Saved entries
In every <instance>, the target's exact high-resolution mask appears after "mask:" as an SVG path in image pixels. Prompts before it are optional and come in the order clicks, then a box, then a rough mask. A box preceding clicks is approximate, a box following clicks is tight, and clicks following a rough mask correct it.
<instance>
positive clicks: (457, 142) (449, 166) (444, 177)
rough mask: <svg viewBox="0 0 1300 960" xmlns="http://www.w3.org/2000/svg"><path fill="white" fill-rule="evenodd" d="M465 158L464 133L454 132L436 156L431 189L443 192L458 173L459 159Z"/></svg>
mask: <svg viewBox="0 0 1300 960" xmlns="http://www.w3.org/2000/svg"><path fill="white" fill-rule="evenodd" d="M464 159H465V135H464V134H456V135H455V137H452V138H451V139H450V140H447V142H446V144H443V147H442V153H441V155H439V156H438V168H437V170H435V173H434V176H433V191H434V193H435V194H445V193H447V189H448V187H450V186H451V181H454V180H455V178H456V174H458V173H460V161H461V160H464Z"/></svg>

• _REQUIRED WORK_
Could you copy out the data above with every "rough mask" replaced by "coarse mask", leaving everything else unchanged?

• _RESULT OF THIS EXERCISE_
In every <instance>, the target's exact high-resolution mask appears after "mask:" as an SVG path in image pixels. Prompts before it are optional and come in the order clicks, then a box, then a coarse mask. A box preceding clicks is approximate, a box following clicks is tight, and clicks following a coarse mask correct it.
<instance>
positive clicks: (457, 142) (449, 166) (444, 177)
coarse mask: <svg viewBox="0 0 1300 960" xmlns="http://www.w3.org/2000/svg"><path fill="white" fill-rule="evenodd" d="M465 158L464 133L454 132L436 156L431 189L443 192L458 173L459 159Z"/></svg>
mask: <svg viewBox="0 0 1300 960" xmlns="http://www.w3.org/2000/svg"><path fill="white" fill-rule="evenodd" d="M464 159H465V135H464V134H456V135H455V137H452V138H451V139H450V140H447V142H446V144H443V147H442V153H441V155H439V156H438V168H437V170H435V173H434V176H433V191H434V193H435V194H445V193H447V189H448V187H450V186H451V181H454V180H455V178H456V174H458V173H460V161H461V160H464Z"/></svg>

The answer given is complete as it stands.